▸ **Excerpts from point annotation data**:
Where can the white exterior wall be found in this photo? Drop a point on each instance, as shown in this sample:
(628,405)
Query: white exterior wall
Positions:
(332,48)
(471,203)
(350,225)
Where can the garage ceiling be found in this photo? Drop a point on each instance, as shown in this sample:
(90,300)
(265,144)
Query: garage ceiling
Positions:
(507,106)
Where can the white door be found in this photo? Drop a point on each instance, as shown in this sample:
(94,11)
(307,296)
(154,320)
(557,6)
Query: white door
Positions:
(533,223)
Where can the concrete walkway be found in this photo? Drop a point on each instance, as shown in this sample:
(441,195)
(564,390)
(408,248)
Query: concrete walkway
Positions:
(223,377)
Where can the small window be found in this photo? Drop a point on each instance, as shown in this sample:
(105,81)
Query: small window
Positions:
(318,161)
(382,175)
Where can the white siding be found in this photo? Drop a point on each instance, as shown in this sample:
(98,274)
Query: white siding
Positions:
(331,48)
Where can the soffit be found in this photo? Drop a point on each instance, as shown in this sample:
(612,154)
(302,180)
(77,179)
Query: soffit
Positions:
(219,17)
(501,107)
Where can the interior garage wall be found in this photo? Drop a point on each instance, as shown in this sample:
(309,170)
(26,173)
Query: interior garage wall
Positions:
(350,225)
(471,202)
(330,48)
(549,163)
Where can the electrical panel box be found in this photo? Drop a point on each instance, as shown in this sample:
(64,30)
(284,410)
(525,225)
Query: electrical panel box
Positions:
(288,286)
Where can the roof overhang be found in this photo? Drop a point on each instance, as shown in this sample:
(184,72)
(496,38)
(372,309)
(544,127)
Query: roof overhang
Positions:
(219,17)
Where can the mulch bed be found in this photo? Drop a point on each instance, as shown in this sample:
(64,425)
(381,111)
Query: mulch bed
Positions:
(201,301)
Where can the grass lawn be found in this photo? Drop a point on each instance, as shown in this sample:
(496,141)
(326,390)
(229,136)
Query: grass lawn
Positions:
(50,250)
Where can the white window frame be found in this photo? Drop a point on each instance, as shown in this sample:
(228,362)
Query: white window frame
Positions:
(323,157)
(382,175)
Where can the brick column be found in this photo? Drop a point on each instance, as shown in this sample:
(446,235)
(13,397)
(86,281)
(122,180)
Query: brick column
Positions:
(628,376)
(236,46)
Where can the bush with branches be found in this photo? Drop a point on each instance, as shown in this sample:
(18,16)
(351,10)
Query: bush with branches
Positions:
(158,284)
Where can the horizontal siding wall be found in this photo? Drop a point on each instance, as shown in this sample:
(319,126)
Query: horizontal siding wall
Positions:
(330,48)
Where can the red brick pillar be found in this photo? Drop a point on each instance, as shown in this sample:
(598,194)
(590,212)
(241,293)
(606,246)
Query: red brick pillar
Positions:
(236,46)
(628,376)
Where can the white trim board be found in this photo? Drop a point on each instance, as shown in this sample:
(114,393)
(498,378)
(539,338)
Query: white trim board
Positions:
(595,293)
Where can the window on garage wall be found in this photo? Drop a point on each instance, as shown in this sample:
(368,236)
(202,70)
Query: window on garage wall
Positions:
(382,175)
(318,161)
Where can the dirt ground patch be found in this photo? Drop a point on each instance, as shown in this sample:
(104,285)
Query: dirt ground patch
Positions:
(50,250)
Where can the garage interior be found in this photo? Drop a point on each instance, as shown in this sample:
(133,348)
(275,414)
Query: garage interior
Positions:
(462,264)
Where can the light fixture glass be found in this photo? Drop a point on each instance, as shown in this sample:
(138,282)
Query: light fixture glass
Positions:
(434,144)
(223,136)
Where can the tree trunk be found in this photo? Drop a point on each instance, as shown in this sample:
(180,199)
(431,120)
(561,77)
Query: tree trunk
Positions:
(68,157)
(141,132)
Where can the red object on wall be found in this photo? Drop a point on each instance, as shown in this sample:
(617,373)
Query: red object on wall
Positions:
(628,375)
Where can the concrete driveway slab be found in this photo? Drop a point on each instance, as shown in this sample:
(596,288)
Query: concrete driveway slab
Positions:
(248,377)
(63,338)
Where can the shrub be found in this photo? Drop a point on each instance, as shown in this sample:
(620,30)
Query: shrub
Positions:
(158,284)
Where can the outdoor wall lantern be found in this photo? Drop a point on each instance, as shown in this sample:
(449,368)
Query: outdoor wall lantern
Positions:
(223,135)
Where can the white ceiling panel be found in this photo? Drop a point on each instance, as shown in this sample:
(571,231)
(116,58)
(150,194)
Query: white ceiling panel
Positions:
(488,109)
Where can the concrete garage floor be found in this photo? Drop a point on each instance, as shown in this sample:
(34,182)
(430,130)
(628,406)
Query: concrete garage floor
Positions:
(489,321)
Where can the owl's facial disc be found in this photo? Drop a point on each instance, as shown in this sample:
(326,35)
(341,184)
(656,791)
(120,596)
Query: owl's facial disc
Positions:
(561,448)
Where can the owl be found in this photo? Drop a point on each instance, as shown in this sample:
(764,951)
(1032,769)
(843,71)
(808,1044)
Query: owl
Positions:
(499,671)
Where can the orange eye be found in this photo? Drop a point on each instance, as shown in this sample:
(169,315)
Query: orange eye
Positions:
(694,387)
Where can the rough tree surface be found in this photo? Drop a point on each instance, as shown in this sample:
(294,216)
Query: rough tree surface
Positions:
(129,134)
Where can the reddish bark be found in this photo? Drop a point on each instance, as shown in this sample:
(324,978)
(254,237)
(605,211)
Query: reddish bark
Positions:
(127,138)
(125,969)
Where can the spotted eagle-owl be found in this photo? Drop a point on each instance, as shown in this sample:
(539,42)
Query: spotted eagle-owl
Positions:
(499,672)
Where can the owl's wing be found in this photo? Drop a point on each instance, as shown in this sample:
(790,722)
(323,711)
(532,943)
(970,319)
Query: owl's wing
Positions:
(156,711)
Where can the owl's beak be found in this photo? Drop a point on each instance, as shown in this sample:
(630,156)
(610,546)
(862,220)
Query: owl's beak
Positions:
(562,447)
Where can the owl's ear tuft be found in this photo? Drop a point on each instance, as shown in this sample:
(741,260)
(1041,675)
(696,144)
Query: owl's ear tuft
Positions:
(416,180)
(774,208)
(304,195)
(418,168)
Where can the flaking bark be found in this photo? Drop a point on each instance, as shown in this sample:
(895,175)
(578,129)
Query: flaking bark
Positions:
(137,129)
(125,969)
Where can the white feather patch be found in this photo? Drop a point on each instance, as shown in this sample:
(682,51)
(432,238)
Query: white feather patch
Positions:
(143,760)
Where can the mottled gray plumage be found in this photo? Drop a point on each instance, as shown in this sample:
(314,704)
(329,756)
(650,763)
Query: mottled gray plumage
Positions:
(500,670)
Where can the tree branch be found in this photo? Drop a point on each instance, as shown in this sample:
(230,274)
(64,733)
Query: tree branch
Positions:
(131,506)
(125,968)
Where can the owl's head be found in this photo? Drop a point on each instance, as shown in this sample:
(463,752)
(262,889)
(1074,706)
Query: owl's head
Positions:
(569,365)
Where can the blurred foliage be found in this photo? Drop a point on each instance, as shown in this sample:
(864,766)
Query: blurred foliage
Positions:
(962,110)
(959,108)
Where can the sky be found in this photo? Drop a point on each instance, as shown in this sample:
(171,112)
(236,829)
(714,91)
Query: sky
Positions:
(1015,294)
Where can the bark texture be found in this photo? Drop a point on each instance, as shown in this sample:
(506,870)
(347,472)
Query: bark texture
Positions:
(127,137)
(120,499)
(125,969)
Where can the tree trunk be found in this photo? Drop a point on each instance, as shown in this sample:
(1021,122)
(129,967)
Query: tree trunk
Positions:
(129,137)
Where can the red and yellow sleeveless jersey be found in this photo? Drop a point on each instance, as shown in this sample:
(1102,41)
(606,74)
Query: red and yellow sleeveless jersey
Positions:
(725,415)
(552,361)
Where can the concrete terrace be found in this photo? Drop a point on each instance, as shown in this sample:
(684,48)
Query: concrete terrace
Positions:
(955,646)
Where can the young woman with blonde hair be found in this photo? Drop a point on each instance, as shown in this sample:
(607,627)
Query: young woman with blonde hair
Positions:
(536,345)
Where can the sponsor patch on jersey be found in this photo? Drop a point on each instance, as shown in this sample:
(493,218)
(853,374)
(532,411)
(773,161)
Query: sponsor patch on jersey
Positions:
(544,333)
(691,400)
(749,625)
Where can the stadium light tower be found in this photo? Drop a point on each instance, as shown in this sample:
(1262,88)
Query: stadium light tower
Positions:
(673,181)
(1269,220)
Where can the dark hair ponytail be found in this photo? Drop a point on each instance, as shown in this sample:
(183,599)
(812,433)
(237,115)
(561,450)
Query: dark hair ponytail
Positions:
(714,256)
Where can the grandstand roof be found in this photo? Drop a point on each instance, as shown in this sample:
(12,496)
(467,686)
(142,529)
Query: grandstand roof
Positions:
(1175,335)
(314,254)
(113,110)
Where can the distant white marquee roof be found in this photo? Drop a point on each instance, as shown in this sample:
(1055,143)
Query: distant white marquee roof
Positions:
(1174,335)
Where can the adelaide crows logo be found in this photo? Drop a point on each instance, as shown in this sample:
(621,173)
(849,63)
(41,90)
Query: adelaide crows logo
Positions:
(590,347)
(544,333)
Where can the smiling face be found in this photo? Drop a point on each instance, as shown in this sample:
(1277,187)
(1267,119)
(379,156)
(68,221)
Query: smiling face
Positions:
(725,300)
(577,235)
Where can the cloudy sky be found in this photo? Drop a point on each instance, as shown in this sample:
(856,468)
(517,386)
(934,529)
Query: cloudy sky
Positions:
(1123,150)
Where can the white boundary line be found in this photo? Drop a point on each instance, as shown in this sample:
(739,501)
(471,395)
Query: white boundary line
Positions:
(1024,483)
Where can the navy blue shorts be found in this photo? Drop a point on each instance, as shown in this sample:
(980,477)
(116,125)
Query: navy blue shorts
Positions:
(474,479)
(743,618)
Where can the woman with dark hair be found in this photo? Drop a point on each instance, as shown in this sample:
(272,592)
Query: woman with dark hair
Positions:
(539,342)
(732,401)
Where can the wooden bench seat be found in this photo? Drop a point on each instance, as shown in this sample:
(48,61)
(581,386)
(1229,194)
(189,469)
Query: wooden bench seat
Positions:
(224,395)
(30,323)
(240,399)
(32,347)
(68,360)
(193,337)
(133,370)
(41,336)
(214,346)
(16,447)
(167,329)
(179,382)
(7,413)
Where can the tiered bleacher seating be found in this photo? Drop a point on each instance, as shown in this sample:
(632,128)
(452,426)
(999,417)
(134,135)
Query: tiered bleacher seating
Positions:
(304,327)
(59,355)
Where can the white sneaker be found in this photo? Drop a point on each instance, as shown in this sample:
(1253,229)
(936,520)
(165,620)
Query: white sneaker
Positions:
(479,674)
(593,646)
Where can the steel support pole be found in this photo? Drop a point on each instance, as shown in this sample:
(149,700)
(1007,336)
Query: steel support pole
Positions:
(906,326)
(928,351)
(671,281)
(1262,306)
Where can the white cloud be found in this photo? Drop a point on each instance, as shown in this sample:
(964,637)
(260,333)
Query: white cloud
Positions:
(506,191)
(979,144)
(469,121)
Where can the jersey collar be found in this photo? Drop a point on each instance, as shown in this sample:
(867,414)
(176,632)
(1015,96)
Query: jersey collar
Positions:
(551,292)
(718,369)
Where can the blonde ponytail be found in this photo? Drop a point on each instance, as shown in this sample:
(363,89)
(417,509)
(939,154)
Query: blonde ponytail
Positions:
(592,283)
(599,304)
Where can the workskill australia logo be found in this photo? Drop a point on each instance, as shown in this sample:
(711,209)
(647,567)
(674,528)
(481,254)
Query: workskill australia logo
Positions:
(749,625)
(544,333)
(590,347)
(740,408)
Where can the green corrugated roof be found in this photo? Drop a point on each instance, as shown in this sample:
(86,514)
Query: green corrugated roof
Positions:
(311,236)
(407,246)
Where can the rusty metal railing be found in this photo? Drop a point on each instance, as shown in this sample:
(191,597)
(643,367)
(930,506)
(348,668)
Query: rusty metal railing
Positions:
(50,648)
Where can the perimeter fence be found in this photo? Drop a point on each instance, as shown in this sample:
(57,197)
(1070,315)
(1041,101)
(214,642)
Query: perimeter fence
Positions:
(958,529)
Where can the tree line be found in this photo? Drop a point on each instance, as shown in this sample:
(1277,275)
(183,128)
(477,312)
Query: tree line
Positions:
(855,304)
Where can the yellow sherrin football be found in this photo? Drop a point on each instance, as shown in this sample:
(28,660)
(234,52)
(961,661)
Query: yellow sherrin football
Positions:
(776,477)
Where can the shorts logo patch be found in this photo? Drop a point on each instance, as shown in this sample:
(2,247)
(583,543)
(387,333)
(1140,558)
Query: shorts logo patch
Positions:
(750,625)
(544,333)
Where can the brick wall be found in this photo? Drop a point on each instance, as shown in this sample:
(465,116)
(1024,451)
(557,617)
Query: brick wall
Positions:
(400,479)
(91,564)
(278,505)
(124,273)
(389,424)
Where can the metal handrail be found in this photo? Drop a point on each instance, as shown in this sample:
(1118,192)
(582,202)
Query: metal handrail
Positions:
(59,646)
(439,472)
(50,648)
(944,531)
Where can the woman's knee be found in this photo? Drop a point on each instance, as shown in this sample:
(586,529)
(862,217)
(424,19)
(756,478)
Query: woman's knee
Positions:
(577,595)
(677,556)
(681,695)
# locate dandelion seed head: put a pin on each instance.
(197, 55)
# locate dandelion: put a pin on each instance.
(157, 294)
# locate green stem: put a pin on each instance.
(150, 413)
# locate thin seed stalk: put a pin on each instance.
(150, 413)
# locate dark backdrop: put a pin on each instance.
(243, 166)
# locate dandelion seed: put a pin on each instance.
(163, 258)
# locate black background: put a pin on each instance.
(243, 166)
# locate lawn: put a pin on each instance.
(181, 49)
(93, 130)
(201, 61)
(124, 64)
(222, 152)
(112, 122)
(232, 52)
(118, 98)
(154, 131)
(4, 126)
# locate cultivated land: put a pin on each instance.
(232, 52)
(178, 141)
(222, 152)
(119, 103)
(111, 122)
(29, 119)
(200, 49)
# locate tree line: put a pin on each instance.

▸ **Short task**:
With the line containing "Where can the perimeter" as the first and the last line of the records as the final one, print exactly the lines in that span.

▸ **Full answer**:
Where can the perimeter fence be found in this photo? Drop a point on each instance, as shown in this sample:
(57,197)
(1070,315)
(1041,101)
(214,642)
Query: perimeter fence
Positions:
(958,529)
Where can the tree line be found in this photo? Drop a point on each instance, as shown in this sample:
(1277,275)
(183,128)
(477,312)
Query: tree line
Positions:
(855,304)
Where can the yellow sherrin football be found in this photo? Drop a point on each instance, as shown in this sample:
(28,660)
(234,52)
(961,661)
Query: yellow sherrin football
Positions:
(776,477)
Where can the shorts logo patch be found in this photo? Drop a point on each instance, as shown in this sample:
(2,247)
(583,543)
(387,333)
(1140,558)
Query: shorts logo patch
Positions:
(750,625)
(544,333)
Where can the brick wall be found in this photo? Drop a point on each instance, as shown in this sample:
(465,116)
(1024,451)
(557,617)
Query: brick wall
Positions:
(400,479)
(91,564)
(278,505)
(124,273)
(389,424)
Where can the metal handrail be found in this photo? Drop a point on each instance, as shown in this sample:
(1118,192)
(582,202)
Query: metal handrail
Positions:
(59,646)
(439,472)
(50,648)
(944,531)
Where can the woman's knee be found in this photo? Drop a point on each instance, as shown in this sample:
(586,529)
(862,217)
(424,19)
(756,478)
Query: woman's knee
Positions:
(577,595)
(677,556)
(681,695)
# locate dandelion seed head: put a pin on each instance.
(197, 55)
# locate dandelion: put a pin on each instance.
(157, 294)
# locate green stem: put a pin on each instance.
(150, 413)
# locate thin seed stalk: put a pin on each instance.
(150, 413)
# locate dark backdrop: put a pin on each instance.
(243, 166)
# locate dandelion seed: put a pin on each instance.
(163, 258)
# locate black background: put a pin on each instance.
(243, 166)
# locate lawn: put a pin on each instance.
(181, 49)
(93, 130)
(201, 61)
(124, 64)
(222, 152)
(112, 122)
(232, 52)
(118, 98)
(154, 131)
(4, 126)
# locate cultivated land: put a pin on each instance.
(232, 52)
(178, 141)
(222, 152)
(119, 103)
(111, 122)
(29, 119)
(200, 49)
# locate tree line: put a pin on each instance.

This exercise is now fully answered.